→ WHAT TO WORK ON: Render every line of the material below as a numbered list, skipping any blank lines. Leave the pictures out.

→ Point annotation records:
§

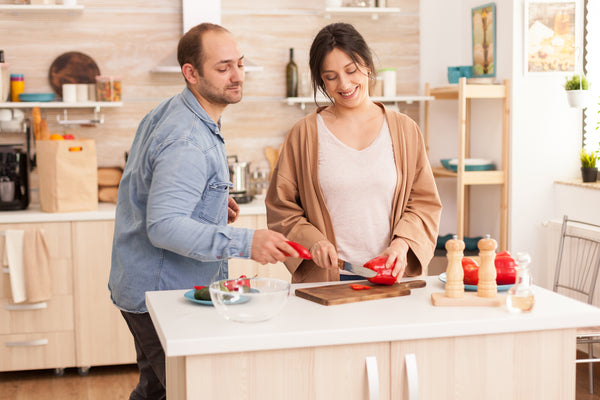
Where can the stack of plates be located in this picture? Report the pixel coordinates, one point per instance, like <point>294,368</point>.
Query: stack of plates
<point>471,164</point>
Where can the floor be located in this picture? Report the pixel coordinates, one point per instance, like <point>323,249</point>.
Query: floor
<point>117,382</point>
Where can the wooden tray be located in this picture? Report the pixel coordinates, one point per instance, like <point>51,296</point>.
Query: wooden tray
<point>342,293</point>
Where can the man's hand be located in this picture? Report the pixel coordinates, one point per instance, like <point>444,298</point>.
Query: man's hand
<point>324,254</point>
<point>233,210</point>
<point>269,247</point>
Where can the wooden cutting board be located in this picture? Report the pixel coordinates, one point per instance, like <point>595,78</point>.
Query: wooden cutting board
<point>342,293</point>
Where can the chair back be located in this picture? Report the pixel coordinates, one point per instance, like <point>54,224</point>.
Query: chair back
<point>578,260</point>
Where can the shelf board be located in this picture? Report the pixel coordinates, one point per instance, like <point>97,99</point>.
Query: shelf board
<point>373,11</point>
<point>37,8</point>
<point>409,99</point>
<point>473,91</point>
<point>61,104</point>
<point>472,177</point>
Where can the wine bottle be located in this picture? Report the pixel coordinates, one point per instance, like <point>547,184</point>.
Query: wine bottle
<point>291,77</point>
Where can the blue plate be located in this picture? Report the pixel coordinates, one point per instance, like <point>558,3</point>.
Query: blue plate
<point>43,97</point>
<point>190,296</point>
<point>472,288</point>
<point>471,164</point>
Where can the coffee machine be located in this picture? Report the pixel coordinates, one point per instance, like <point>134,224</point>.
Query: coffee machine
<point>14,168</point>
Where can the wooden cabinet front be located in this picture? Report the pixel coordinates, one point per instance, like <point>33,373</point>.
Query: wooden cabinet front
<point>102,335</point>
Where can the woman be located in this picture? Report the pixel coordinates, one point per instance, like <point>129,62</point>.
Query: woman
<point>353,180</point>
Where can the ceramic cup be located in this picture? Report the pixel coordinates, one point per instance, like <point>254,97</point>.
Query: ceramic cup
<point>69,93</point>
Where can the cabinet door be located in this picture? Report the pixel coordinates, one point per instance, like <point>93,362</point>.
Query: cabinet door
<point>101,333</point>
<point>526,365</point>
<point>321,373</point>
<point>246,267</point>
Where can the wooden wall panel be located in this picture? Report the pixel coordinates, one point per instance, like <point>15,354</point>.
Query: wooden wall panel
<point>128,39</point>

§

→ SOLUTION FOR THIS EXERCISE:
1. Where can the stack of plates be located in this picture? Report the pixel coordinates, one point per instance, like <point>294,368</point>.
2. Query: stack of plates
3. <point>471,164</point>
4. Where can the floor be located in this picture? Report the pixel coordinates, one point per instance, like <point>323,249</point>.
5. Query: floor
6. <point>117,382</point>
7. Where can the wooden tray be located in this picture? Report the pixel coordinates, one point per instance, like <point>51,296</point>.
8. Query: wooden tray
9. <point>342,293</point>
10. Where can the man's hand be located in this picture? Report the pixel coordinates, one point per instance, like <point>444,298</point>.
11. Query: man's hand
12. <point>324,254</point>
13. <point>233,210</point>
14. <point>269,247</point>
15. Where can the wooden cutting board be located in this picture? Report the pixel coordinates, one point per instance, like <point>595,78</point>.
16. Query: wooden cutting board
17. <point>342,293</point>
18. Where can the chair back be located in this picture? Report the pixel coordinates, one point per instance, like <point>54,224</point>.
19. Query: chair back
20. <point>578,260</point>
21. Where can the shelf board be located in this picture? Report the pixel coordinates, one point per instance, like <point>97,99</point>.
22. Query: shelf board
23. <point>373,11</point>
24. <point>37,8</point>
25. <point>409,99</point>
26. <point>473,91</point>
27. <point>61,104</point>
28. <point>472,177</point>
29. Where can the wine bottle be located in this picture? Report the pixel coordinates, one point per instance, like <point>547,184</point>.
30. Query: wine bottle
31. <point>291,77</point>
32. Where can the blue plate be located in this picture? Report the pixel coordinates, one point per instance, like <point>558,3</point>.
33. Query: blue plate
34. <point>43,97</point>
35. <point>190,296</point>
36. <point>472,288</point>
37. <point>471,164</point>
38. Where can the coffee machine be located in this picture? Report the pixel coordinates, one point per instance, like <point>134,224</point>.
39. Query: coffee machine
40. <point>14,168</point>
41. Where can the wooden cabinet front be located in this picture? Report the pixel coordinates, one point per instance, like <point>33,373</point>.
42. Query: wooden cabinet front
43. <point>102,335</point>
44. Where can the woman be located in this picture? Report the pixel coordinates, one point per instance, like <point>129,62</point>.
45. Query: woman
46. <point>353,180</point>
47. Where can the ceramic cup be located in this picture? Report the pixel coordinates, one point per instance, like <point>254,97</point>.
48. Query: ceramic cup
49. <point>69,93</point>
50. Where can the cabinet door be located in this picture? Report the pixel coordinates, one point per instance, like <point>93,362</point>.
51. Query: cabinet door
52. <point>101,333</point>
53. <point>526,365</point>
54. <point>321,373</point>
55. <point>246,267</point>
56. Where can the wooden wall panel be located in this picture? Report the pixel coordinates, one point per instance, like <point>15,354</point>.
57. Query: wooden wall panel
58. <point>128,39</point>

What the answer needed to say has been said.